● Input data
******************************
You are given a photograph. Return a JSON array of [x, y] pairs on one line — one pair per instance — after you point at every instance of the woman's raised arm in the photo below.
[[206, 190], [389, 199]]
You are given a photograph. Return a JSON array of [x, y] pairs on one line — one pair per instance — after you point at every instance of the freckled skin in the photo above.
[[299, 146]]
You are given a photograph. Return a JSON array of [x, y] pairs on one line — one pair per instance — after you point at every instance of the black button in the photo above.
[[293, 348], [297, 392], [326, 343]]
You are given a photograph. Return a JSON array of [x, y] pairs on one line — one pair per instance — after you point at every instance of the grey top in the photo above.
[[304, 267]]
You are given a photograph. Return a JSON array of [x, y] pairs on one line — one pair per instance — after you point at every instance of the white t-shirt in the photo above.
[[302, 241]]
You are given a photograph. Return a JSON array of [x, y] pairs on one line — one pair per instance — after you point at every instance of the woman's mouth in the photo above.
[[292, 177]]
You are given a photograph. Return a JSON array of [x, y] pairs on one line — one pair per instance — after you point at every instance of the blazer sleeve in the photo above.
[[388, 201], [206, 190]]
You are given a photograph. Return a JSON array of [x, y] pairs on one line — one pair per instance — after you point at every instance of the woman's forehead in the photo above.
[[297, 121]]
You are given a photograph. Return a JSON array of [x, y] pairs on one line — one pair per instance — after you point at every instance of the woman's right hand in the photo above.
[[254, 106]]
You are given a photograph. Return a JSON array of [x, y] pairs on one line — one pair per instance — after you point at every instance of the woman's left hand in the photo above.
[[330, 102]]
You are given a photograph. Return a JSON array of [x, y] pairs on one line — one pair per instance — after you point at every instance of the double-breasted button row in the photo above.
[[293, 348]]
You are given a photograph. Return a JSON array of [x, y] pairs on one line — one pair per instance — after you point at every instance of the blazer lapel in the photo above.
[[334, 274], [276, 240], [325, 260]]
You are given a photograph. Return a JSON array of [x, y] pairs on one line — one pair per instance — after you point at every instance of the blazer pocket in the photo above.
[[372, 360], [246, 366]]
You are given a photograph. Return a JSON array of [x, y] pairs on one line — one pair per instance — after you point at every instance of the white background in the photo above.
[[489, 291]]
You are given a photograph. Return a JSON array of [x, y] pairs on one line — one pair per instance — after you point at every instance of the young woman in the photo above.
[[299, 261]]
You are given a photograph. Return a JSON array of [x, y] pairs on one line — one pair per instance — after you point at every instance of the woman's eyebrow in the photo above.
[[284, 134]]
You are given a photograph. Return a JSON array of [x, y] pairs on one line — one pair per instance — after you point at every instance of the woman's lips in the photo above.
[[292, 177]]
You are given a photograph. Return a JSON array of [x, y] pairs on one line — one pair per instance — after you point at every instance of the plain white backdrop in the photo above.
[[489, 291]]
******************************
● Direction
Rewrite every line of the records above as a JSON list of strings, one string per line, leaving out any blank lines.

● Complete response
[
  "You are given a photograph. Return a JSON array of [x, y] pairs on one line — one pair per instance — after you point at every instance of the woman's raised arm in the photo below.",
  "[[206, 190], [389, 199]]",
  "You are given a photograph. Return a JSON array of [x, y] pairs on one line — one pair per instance — after you point at every instance of the freckled skin in the photo above.",
  "[[299, 146]]",
  "You are given a photograph. Return a JSON array of [x, y] pairs on one line — one pair per instance — after you point at every instance of the black button in the photo above.",
  "[[293, 348], [297, 392], [326, 343]]",
  "You are given a photograph. Return a JSON array of [x, y] pairs on one line — one pair per instance — after you point at every instance of the grey top in the photo above.",
  "[[304, 267]]",
  "You are given a photograph. Return a JSON array of [x, y] pairs on one line — one pair per instance — after you point at every instance of the white t-shirt in the photo above.",
  "[[302, 241]]",
  "You are given a photograph. Return a JSON array of [x, y] pairs on one line — one pair per instance — after you point at every instance of the woman's mouth in the photo above.",
  "[[292, 177]]",
  "You are given a photograph. Return a JSON array of [x, y] pairs on one line — one pair per instance — after you point at every instance of the blazer sleeve in the photo above.",
  "[[388, 201], [206, 190]]",
  "You are given a photograph. Return a JSON array of [x, y] pairs on one line — one pair per instance — after you point at every instance of the woman's forehead in the photo above.",
  "[[297, 121]]",
  "You are given a photograph. Return a JSON array of [x, y] pairs on one line — one pair per instance — after you point at every instance of the woman's right hand in the photo above.",
  "[[254, 106]]",
  "You are given a photograph. Return a JSON array of [x, y] pairs on one line — one pair per instance — after you point at every instance of the woman's left hand in the photo above.",
  "[[330, 102]]",
  "You are given a photograph. Return a JSON array of [x, y] pairs on one line — one pair per instance — after you point at every instance of the double-breasted button row in the photo above.",
  "[[293, 348]]",
  "You are given a photograph. Return a JSON array of [x, y] pairs on one line — one pair per instance — after you point at every instance of the blazer lapel in the photo above.",
  "[[334, 274], [276, 240], [325, 260]]",
  "You are given a photograph. Return a JSON array of [x, y] pairs on one line — one pair per instance — after you point at every instance of the blazer pocket in the photo above.",
  "[[372, 360], [246, 366]]",
  "You are given a photograph. Return a JSON array of [x, y] pairs on one line — one pair per instance — after you point at every instance of the white background in the photo above.",
  "[[489, 291]]",
  "You are given a photograph. Return a JSON array of [x, y] pairs on one line — one pair per instance — after you point at every instance of the young woman in the photo above.",
  "[[299, 261]]",
  "You are given a photograph. Return a JSON array of [x, y] pairs on one line — one pair per instance — after you point at every instance of the woman's eyebrow in the photo above.",
  "[[284, 134]]",
  "You are given a photograph. Return a JSON array of [x, y] pairs on one line — one pair per instance — after you point at every instance of the woman's lips in the photo above.",
  "[[292, 177]]",
  "You are given a photograph. Return a JSON array of [x, y] pairs on one line — one pair per instance — after you point at every instance of the plain white backdrop in the photo above.",
  "[[489, 291]]"
]